## TRY IT
Wherever the string "satin" appears in the records, return the line that holds it.

------------------------------------------------------------------------

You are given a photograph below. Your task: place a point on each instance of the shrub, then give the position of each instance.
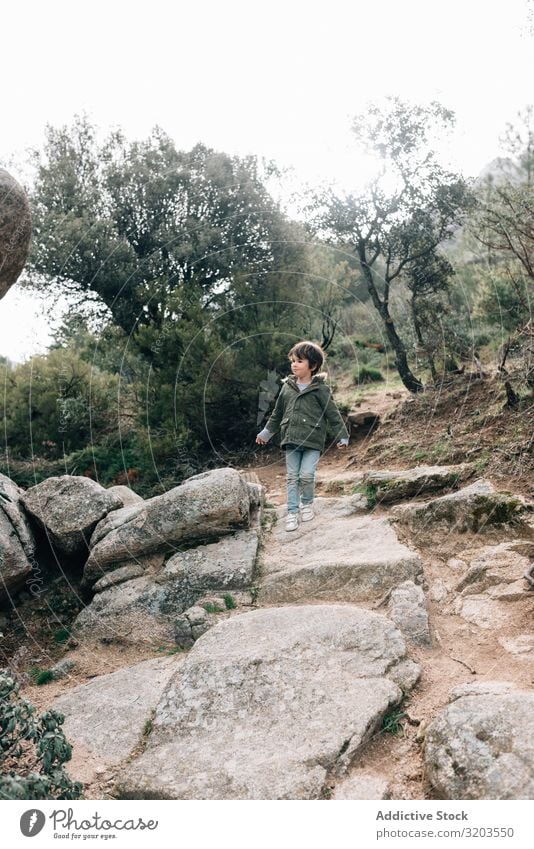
(33, 749)
(41, 676)
(367, 374)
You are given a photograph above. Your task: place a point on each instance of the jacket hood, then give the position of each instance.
(320, 377)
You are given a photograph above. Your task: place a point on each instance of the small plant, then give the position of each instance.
(148, 727)
(370, 492)
(392, 722)
(210, 607)
(33, 749)
(41, 676)
(367, 374)
(62, 635)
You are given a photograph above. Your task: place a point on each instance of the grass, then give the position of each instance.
(369, 490)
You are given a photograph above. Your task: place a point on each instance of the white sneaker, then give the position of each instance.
(292, 522)
(306, 513)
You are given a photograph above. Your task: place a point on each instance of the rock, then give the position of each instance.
(223, 566)
(410, 483)
(144, 609)
(362, 785)
(127, 496)
(203, 508)
(482, 611)
(365, 421)
(63, 668)
(269, 704)
(342, 483)
(438, 591)
(495, 565)
(335, 558)
(470, 509)
(18, 566)
(106, 718)
(406, 674)
(137, 611)
(68, 507)
(516, 591)
(520, 646)
(15, 230)
(482, 745)
(407, 608)
(196, 615)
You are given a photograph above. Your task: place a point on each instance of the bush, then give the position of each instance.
(33, 749)
(367, 374)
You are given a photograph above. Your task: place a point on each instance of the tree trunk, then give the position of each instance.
(419, 335)
(411, 383)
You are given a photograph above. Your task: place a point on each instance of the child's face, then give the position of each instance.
(301, 369)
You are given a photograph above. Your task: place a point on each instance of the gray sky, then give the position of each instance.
(280, 79)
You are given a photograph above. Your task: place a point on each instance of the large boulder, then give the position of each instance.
(140, 605)
(203, 508)
(407, 608)
(106, 718)
(269, 704)
(482, 745)
(494, 577)
(17, 545)
(69, 507)
(15, 230)
(470, 509)
(340, 556)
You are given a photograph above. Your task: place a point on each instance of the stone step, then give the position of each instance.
(341, 555)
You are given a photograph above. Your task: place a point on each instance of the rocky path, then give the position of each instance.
(354, 652)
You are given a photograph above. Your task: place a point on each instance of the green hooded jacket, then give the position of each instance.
(303, 417)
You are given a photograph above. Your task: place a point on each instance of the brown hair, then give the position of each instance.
(309, 351)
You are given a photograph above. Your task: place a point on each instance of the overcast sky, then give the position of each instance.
(280, 79)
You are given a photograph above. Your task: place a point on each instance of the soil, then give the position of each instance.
(466, 421)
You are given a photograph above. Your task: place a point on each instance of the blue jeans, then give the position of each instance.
(301, 464)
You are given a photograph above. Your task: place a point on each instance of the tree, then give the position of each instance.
(147, 228)
(407, 211)
(192, 262)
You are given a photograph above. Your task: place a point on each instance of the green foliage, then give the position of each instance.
(392, 722)
(367, 374)
(370, 491)
(33, 750)
(229, 601)
(57, 403)
(394, 228)
(62, 635)
(194, 279)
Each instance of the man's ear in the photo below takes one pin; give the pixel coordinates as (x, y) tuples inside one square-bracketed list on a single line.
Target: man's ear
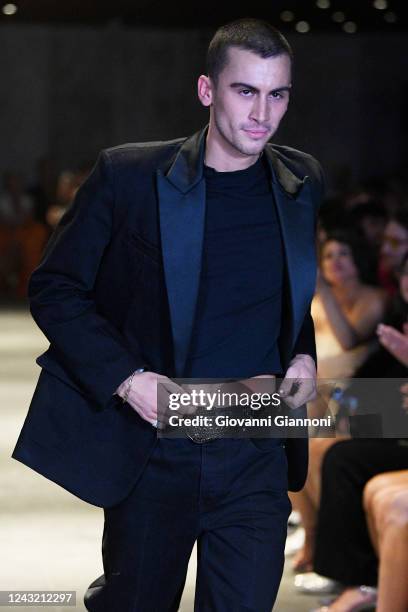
[(205, 90)]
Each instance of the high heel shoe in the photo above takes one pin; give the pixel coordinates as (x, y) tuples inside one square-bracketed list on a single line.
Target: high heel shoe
[(369, 604)]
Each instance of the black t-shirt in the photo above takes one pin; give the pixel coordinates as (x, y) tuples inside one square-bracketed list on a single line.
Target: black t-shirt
[(238, 316)]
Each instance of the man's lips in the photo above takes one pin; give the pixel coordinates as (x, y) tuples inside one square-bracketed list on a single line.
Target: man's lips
[(256, 133)]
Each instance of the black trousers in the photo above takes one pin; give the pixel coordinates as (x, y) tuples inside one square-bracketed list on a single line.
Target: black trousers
[(230, 496), (343, 547)]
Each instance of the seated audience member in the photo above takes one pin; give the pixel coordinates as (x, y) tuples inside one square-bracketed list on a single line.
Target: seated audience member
[(393, 250), (21, 237), (369, 220), (346, 312), (386, 504), (343, 551), (68, 184)]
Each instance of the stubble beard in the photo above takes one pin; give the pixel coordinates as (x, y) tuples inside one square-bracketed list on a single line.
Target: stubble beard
[(238, 145)]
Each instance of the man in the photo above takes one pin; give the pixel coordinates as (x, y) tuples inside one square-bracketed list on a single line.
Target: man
[(190, 258)]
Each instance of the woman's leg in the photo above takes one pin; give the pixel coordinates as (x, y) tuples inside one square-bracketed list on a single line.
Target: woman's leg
[(386, 502)]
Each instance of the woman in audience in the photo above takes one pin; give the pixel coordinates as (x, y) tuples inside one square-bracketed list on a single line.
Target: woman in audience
[(343, 549), (347, 549), (346, 312)]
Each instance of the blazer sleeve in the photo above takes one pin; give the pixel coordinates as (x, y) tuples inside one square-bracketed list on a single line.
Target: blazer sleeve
[(305, 343), (91, 350)]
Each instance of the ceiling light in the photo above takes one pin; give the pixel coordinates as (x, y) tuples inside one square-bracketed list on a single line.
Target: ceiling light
[(381, 5), (338, 16), (390, 17), (287, 16), (350, 27), (302, 27), (9, 9)]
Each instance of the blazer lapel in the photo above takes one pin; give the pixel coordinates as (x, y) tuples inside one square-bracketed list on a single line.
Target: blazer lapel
[(182, 199), (294, 206), (181, 193)]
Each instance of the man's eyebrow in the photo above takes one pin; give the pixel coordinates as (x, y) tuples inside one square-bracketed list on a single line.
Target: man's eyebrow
[(256, 90)]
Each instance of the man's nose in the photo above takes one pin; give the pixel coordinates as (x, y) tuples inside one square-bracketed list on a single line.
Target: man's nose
[(260, 110)]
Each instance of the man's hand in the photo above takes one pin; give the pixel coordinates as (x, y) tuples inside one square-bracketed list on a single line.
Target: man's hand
[(149, 396), (394, 341), (299, 384)]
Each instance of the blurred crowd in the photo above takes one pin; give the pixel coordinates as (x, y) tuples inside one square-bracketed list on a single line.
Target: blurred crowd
[(28, 215), (351, 542), (351, 539)]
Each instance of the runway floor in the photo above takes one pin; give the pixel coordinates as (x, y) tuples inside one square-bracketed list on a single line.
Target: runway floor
[(50, 540)]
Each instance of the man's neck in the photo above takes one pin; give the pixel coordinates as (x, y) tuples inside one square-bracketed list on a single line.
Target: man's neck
[(225, 158)]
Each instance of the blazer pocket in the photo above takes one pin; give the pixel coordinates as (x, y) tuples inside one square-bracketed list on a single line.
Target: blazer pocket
[(145, 247), (48, 363)]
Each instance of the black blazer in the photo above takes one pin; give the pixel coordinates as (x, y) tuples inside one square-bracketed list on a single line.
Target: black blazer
[(117, 289)]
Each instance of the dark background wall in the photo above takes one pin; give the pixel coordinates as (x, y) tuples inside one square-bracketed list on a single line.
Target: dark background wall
[(68, 91)]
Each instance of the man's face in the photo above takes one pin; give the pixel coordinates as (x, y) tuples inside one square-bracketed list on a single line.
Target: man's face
[(249, 100)]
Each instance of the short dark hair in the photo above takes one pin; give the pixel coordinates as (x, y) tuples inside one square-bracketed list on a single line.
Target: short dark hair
[(360, 252), (254, 35)]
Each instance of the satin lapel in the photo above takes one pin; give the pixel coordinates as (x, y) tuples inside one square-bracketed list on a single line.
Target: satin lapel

------------------------------------------------------------------------

## FINAL ANSWER
Each instance of the satin lapel in the photo above takes one pin; give the pixel coordinates as (x, y) tuples inside one square-bracketed list on a single line.
Target: satin lapel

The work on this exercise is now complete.